### TASK GOAL
Print the line that contains "Where can you spot the wooden steps" and every line after it through the last line of the records below, exactly as written and nothing else.

— Begin DATA EXTRACT —

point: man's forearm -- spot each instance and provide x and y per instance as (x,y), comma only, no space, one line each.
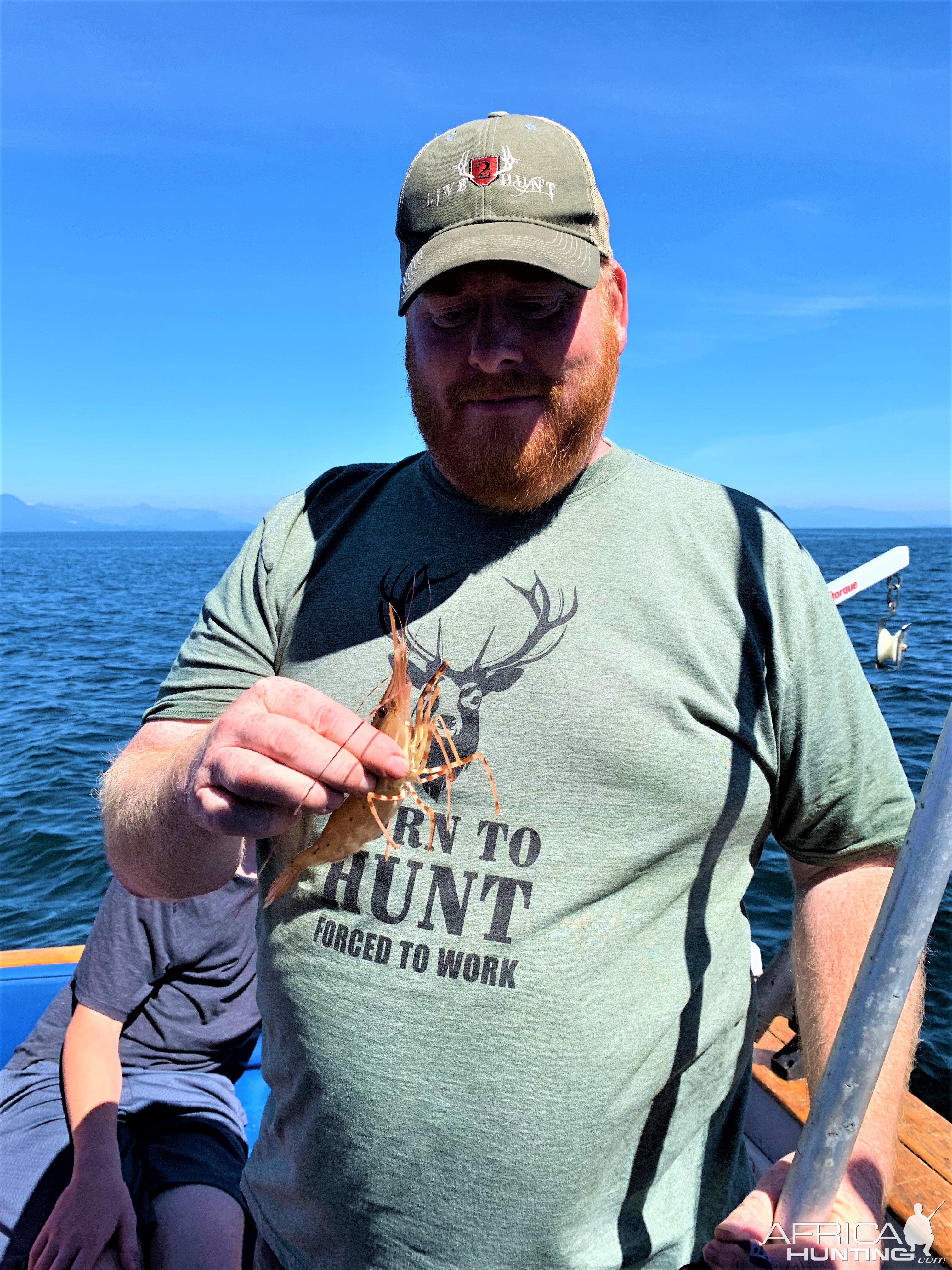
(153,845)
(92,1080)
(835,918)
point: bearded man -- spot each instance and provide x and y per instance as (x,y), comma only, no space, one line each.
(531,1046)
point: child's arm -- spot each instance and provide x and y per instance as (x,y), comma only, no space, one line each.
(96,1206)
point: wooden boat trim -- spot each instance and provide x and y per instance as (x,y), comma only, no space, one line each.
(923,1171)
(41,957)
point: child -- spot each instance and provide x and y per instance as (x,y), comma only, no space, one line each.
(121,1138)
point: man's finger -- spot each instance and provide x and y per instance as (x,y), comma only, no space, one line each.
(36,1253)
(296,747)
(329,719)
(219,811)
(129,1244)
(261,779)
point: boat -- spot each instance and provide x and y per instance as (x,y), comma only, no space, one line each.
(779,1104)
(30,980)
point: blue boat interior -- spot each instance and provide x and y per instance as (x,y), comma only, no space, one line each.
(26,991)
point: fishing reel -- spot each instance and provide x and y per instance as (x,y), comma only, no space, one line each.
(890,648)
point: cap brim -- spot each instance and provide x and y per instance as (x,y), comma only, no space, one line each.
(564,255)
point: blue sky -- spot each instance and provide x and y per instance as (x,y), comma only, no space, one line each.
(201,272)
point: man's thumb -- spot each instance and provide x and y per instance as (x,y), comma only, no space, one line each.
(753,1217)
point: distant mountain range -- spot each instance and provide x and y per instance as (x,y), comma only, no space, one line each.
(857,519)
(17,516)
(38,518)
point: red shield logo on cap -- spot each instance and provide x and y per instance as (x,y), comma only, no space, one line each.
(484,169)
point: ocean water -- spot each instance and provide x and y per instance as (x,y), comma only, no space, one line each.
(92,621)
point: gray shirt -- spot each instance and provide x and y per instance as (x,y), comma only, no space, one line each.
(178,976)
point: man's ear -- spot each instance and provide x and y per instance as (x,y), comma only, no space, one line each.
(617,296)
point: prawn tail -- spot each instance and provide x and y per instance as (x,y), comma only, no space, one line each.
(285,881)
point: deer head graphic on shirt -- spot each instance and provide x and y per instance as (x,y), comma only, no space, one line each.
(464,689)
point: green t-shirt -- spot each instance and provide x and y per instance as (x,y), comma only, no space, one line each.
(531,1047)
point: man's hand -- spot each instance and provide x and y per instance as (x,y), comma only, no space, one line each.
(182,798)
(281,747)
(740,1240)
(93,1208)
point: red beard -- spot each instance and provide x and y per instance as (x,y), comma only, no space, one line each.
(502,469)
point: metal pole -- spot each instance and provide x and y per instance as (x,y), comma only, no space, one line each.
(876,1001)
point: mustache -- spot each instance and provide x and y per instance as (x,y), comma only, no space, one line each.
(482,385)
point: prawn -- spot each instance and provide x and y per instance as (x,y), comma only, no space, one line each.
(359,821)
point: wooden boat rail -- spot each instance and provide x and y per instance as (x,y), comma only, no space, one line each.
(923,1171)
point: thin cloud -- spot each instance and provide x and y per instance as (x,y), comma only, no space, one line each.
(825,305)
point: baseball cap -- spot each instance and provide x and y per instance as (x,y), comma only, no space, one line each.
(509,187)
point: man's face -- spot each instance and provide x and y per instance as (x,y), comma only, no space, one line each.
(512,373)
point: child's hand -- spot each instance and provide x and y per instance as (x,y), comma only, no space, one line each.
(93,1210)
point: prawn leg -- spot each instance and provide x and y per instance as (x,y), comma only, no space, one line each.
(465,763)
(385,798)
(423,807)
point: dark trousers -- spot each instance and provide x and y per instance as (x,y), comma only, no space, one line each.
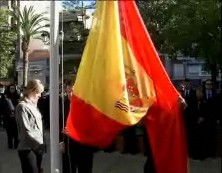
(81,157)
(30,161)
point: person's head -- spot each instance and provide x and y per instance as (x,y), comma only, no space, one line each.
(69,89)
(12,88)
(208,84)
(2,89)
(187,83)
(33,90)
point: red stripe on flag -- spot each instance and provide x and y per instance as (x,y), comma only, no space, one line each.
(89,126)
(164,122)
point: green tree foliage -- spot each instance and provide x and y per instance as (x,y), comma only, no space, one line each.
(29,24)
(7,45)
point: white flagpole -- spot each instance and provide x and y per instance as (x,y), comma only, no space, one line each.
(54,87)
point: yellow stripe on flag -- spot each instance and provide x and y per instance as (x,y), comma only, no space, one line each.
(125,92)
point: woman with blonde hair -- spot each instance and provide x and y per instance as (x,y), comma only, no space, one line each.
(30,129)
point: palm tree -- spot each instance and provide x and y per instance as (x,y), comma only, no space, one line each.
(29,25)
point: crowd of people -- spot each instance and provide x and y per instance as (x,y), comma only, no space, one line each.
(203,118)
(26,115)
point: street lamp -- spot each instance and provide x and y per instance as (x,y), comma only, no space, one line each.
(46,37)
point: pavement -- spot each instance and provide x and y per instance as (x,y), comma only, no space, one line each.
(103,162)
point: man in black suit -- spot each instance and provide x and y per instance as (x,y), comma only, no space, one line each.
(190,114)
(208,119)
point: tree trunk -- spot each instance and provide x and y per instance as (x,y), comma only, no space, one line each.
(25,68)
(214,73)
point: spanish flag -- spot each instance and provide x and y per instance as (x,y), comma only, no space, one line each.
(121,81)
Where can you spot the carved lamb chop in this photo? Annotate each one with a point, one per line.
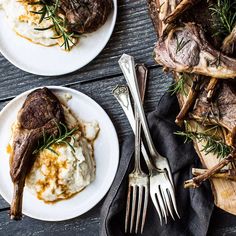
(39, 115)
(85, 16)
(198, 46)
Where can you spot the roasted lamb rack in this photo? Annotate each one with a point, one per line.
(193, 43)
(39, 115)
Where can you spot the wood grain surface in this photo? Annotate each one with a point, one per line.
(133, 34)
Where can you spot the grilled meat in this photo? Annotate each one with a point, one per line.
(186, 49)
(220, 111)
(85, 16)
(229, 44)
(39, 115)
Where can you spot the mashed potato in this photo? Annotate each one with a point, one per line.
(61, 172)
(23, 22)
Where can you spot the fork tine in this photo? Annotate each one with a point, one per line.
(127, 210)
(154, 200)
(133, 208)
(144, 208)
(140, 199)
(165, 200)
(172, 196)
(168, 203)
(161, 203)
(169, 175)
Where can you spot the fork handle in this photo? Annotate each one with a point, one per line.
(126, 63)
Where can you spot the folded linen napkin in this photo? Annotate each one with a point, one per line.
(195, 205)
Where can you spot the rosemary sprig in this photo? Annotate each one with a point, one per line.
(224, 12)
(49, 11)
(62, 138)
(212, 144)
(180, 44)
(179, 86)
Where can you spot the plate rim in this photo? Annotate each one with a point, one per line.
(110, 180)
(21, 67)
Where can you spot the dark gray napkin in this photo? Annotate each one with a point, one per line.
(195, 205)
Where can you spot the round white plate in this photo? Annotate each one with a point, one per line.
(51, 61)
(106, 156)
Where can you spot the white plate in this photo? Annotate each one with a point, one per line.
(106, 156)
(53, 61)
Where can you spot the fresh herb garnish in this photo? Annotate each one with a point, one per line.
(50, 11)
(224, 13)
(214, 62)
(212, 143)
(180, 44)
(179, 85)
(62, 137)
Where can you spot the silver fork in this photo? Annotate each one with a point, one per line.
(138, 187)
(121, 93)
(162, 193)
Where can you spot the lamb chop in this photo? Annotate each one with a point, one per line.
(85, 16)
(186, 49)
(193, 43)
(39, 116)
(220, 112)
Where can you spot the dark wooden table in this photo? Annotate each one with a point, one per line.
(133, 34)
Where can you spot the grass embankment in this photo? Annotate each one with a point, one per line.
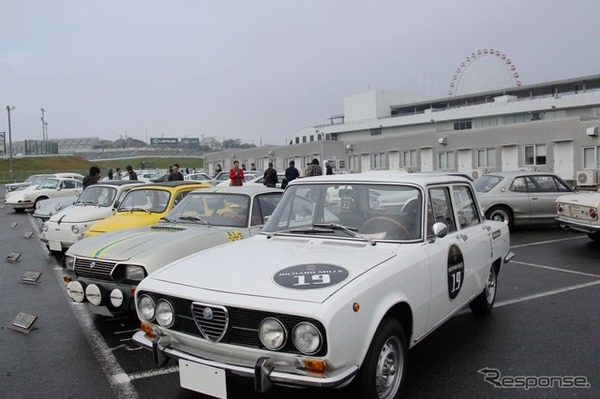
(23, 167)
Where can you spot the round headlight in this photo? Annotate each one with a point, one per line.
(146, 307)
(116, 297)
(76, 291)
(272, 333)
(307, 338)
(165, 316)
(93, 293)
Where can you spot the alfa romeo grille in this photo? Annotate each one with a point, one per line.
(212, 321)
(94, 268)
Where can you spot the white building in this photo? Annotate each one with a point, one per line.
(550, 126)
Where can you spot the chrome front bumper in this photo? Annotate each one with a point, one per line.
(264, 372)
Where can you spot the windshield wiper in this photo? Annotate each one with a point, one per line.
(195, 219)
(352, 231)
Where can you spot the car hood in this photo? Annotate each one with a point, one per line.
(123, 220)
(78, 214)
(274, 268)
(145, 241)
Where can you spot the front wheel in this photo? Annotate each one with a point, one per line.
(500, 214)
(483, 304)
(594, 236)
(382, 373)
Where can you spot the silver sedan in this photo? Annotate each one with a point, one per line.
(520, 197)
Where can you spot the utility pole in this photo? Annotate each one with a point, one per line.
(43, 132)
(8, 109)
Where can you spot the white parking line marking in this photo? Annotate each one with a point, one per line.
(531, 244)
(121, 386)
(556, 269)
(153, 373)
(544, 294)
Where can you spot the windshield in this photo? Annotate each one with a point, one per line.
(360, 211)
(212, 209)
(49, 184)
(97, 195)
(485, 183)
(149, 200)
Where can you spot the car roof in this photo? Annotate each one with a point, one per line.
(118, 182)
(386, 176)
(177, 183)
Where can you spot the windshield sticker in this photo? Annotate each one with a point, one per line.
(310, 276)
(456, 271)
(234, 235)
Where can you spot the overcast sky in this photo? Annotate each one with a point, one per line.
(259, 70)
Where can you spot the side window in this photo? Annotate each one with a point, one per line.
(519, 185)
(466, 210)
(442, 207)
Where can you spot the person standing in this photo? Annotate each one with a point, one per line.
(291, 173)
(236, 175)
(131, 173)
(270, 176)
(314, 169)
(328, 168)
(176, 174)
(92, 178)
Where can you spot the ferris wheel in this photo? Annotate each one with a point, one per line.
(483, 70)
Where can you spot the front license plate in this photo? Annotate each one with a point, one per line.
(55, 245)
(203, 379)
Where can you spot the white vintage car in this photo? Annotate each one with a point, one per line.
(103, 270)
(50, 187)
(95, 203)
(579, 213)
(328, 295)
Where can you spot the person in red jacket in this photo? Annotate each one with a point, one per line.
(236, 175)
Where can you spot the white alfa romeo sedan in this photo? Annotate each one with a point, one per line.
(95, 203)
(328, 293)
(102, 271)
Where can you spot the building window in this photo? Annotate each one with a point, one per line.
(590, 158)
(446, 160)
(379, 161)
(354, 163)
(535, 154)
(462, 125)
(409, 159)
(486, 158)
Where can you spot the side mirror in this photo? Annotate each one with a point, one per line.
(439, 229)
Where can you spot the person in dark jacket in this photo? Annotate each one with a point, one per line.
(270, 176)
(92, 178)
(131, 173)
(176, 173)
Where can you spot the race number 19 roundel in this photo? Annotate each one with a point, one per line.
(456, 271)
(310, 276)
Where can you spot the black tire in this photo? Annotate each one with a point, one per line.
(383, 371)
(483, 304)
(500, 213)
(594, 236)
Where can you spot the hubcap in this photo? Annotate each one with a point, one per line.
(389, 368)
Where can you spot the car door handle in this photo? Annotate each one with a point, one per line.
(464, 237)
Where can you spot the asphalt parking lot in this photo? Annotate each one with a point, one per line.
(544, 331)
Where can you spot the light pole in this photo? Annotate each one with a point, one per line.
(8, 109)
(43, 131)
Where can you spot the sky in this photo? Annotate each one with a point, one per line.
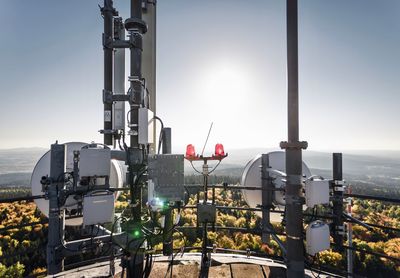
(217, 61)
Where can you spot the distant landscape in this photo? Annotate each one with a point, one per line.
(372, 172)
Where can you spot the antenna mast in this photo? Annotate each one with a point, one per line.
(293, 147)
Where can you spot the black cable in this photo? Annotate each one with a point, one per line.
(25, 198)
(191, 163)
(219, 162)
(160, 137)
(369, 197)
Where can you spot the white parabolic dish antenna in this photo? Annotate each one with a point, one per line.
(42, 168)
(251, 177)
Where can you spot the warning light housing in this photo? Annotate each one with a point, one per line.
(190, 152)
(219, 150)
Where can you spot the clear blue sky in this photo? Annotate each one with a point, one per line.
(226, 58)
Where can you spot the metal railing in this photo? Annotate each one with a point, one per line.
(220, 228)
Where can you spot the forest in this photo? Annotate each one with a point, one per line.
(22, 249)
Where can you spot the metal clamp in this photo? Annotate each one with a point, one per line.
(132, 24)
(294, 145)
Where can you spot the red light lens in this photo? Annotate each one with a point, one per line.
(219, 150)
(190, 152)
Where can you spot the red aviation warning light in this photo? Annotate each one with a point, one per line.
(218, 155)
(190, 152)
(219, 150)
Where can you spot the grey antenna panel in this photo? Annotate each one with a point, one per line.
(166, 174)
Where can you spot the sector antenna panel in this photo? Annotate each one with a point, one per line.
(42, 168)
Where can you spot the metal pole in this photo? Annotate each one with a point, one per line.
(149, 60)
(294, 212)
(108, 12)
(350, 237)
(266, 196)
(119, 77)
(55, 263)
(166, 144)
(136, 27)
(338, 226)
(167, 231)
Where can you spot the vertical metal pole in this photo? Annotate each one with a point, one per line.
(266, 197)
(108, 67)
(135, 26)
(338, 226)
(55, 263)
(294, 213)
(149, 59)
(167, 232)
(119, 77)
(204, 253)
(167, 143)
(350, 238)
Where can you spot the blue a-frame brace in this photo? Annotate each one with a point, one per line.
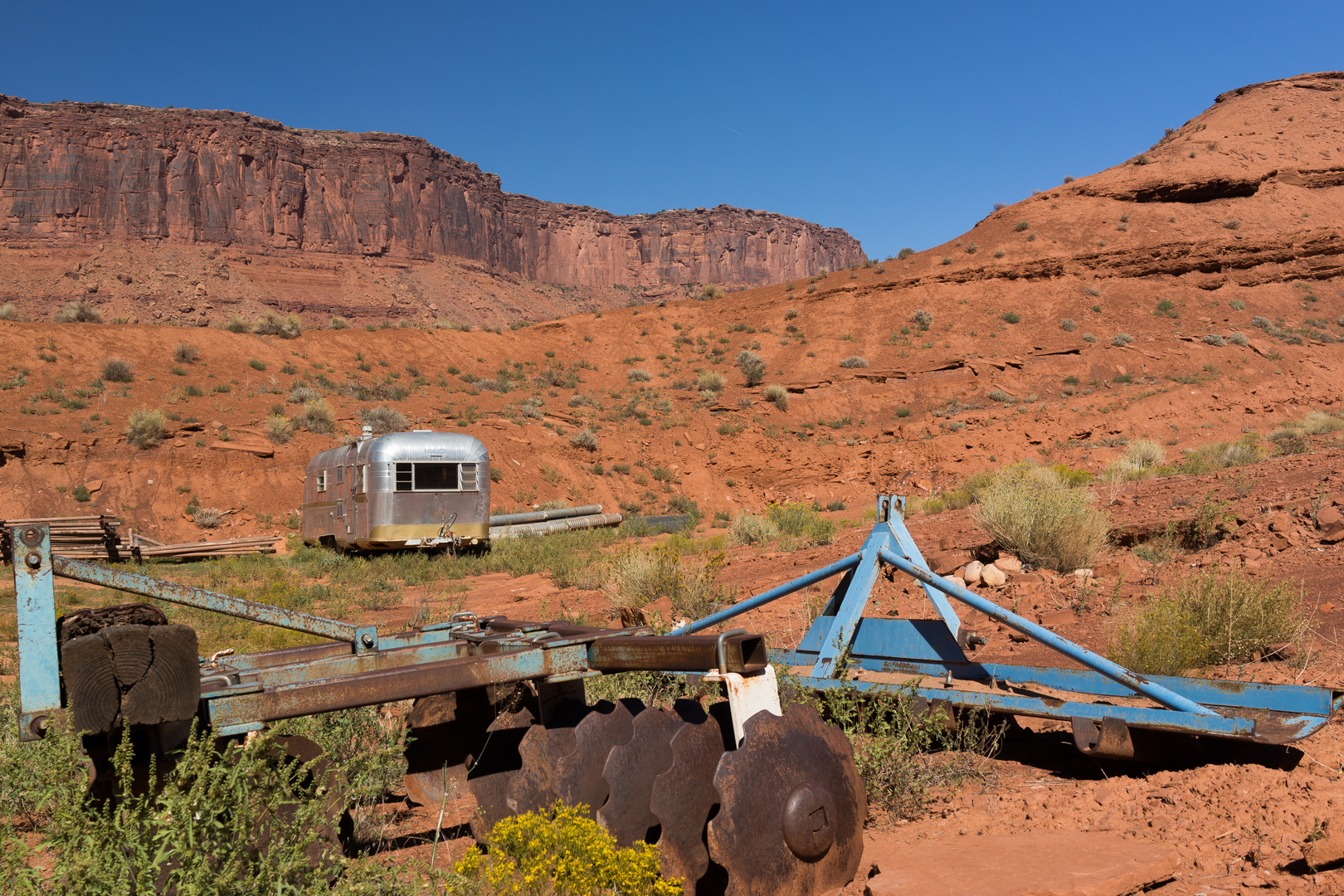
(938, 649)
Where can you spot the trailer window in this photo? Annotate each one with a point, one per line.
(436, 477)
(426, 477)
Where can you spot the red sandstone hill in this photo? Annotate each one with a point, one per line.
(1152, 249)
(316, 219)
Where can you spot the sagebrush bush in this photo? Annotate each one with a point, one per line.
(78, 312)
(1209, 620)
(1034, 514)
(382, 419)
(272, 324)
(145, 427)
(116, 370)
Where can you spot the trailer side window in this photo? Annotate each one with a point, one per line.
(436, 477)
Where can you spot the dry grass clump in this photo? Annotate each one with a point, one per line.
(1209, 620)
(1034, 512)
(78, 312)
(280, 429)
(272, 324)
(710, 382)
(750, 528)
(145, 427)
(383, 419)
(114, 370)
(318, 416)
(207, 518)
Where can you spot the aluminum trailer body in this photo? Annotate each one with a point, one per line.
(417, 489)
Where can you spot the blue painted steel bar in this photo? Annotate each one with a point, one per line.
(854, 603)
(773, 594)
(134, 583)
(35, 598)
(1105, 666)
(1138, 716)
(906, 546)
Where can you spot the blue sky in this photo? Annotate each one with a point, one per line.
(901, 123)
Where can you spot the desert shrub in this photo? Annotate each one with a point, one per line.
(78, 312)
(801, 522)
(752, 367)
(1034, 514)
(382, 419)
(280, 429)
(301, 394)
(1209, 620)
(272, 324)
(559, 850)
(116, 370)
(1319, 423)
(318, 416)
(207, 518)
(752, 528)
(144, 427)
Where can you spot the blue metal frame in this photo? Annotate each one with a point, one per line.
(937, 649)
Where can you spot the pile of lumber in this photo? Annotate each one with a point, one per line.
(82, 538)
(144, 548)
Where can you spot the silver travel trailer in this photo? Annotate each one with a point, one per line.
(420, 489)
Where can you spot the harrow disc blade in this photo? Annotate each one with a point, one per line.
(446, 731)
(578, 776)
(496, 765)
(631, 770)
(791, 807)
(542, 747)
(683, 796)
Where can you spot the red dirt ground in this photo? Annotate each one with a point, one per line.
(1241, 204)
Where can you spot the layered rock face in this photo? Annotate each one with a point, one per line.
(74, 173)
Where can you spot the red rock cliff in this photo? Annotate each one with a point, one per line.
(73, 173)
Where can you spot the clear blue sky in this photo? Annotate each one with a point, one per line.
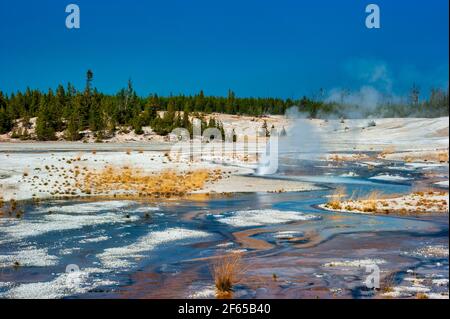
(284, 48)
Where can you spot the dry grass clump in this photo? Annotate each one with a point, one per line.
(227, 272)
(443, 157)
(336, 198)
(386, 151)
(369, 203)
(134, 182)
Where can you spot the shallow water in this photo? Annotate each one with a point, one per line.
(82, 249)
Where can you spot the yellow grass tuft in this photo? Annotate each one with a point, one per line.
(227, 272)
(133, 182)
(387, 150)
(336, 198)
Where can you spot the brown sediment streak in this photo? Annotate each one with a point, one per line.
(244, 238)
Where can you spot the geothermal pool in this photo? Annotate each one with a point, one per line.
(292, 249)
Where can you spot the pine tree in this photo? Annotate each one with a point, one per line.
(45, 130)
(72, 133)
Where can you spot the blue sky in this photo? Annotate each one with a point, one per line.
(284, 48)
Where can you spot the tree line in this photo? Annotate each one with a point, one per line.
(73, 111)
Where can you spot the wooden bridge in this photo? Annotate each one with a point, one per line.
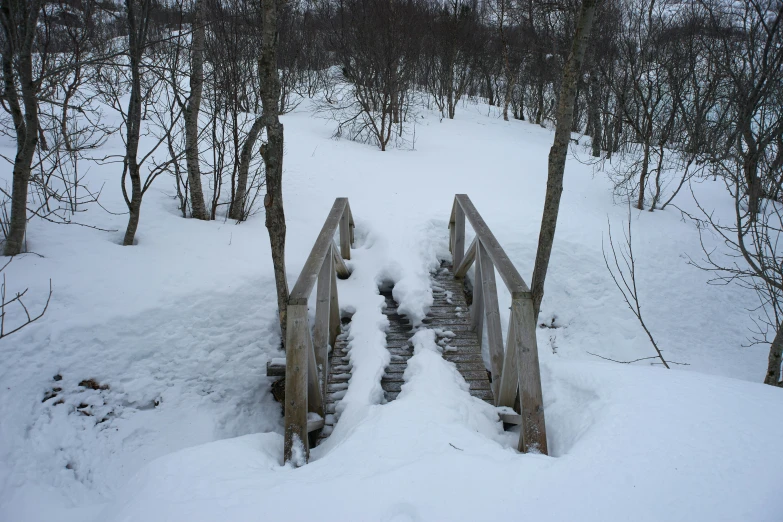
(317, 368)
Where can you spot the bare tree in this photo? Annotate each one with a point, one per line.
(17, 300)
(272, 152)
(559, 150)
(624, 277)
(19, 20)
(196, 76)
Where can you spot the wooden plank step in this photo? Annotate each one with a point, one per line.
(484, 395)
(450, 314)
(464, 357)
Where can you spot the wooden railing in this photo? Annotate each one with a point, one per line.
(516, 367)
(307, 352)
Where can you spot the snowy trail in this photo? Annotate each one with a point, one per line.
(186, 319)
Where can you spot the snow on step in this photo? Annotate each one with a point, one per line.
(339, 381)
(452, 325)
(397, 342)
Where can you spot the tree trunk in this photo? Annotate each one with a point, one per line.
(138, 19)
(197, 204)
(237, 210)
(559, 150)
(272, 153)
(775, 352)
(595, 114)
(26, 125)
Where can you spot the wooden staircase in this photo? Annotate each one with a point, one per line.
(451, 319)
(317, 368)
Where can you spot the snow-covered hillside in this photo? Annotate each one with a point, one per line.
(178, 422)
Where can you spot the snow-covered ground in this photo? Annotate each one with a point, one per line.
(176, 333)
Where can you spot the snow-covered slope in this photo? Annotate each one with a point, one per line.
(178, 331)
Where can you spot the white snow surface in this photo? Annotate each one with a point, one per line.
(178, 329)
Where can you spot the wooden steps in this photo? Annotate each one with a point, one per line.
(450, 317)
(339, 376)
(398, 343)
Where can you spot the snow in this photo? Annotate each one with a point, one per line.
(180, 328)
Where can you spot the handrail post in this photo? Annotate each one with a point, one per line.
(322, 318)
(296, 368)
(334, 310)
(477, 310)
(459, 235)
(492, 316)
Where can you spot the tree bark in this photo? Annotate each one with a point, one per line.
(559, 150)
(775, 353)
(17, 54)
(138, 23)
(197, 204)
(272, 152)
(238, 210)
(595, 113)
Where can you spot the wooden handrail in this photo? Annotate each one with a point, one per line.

— End DATA EXTRACT —

### RESULT OF THE TASK
Where can you spot the wooden steps in this photo? Annotate each one with a point, one per line.
(450, 317)
(339, 376)
(398, 343)
Where can you spot the snow in this photo? Annotate each one with a point, one per line.
(180, 328)
Where can you spot the handrail post in this photo? Annotate each one with a point, one per line.
(322, 318)
(296, 368)
(334, 310)
(477, 310)
(459, 235)
(492, 316)
Where can you spot the tree bark in this photo? Annotate each one with a point, one per line.
(559, 150)
(775, 353)
(17, 54)
(138, 23)
(197, 204)
(272, 152)
(238, 210)
(595, 113)
Where can you spot the wooden handrail in this photo? Annotate each one with a point, one per line.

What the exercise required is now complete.